» **Extract provided**:

# Relative Pronouns



## Jamal31

For the feminine plural relative pronoun, I have come across اللاَّتِيْ ,اللاَّئِيْ ,اللَّوَاْتِيْ. I was wondering which of these is used in classical Arabic, and if more than one, then in what context (i.e. if it is relative to the accusative, nominative, genitive cases, etc.)

I was also wondering the same for the masc. plural relative pronoun الأُلَىْ, and if it is used in Islamic texts or if its use ended during Jahaliyyah.

Oh, and to provide more 'context', a relative pronoun is a a word which is used in reference  to the following word. For example الَّذِي خَلَق means "the one who created".

List of some other relative pronouns:

ألَّذِي
ألَّتِي
الَّذَانِ
الَّذَينِ
الَّتَانِ
الَّتَينِ
الَّذِينَ


----------



## akhooha

You might want to take a look at Wright's Arabic Grammar Vol. 1 page 272:




 

Some of the forms you've mentioned above do not seem to show up in Wright's list..

» **Record set**:
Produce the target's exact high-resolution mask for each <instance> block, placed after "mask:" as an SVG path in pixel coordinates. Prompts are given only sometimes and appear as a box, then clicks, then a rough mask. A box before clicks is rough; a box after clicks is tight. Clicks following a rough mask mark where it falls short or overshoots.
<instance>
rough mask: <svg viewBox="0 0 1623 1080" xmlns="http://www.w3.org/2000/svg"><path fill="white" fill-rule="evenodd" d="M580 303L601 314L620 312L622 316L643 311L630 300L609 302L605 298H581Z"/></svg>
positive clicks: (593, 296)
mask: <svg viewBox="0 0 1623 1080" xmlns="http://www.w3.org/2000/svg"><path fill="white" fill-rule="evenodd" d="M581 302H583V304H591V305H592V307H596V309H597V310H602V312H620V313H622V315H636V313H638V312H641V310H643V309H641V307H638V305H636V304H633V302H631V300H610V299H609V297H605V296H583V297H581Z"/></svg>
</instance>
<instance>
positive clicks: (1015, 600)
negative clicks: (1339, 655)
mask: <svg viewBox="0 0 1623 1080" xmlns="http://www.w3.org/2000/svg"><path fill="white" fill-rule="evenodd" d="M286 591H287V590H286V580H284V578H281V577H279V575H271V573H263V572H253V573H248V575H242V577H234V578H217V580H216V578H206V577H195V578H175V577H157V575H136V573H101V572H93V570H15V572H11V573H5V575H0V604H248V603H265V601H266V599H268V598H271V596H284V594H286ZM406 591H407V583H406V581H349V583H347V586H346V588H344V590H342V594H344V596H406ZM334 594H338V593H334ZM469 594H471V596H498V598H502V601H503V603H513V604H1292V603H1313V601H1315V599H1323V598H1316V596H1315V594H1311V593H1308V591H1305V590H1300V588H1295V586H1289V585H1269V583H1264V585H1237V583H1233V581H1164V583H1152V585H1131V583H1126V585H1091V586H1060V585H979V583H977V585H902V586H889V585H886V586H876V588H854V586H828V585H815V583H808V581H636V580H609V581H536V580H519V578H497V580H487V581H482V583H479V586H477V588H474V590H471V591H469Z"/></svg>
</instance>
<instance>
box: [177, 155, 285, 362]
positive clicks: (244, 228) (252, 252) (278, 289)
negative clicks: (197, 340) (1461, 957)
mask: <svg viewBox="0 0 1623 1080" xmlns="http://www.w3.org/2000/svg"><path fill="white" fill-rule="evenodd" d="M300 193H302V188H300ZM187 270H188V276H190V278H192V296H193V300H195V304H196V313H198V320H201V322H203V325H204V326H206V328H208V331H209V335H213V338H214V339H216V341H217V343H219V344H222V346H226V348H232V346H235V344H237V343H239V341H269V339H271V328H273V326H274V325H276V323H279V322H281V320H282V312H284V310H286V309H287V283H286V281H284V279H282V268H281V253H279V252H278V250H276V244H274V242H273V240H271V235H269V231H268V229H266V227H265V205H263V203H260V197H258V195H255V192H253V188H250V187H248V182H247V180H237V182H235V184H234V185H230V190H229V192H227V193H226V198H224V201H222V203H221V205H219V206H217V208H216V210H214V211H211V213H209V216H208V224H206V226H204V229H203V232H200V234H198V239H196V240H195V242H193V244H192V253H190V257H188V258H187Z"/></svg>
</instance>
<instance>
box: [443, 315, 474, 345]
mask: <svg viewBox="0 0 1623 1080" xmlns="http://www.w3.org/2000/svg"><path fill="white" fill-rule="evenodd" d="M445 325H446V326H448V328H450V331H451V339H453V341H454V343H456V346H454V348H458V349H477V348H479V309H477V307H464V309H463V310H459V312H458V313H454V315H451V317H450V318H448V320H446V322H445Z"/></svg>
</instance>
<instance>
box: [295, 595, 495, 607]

» **Work task**:
Copy out the thread on Arabic relative pronouns, starting at "# Relative Pronouns" and ending at "genitive cases, etc.)", and swap "feminine" for "masculine". The material has no connection to the thread on Arabic relative pronouns.

» **Exercise output**:
# Relative Pronouns



## Jamal31

For the masculine plural relative pronoun, I have come across اللاَّتِيْ ,اللاَّئِيْ ,اللَّوَاْتِيْ. I was wondering which of these is used in classical Arabic, and if more than one, then in what context (i.e. if it is relative to the accusative, nominative, genitive cases, etc.)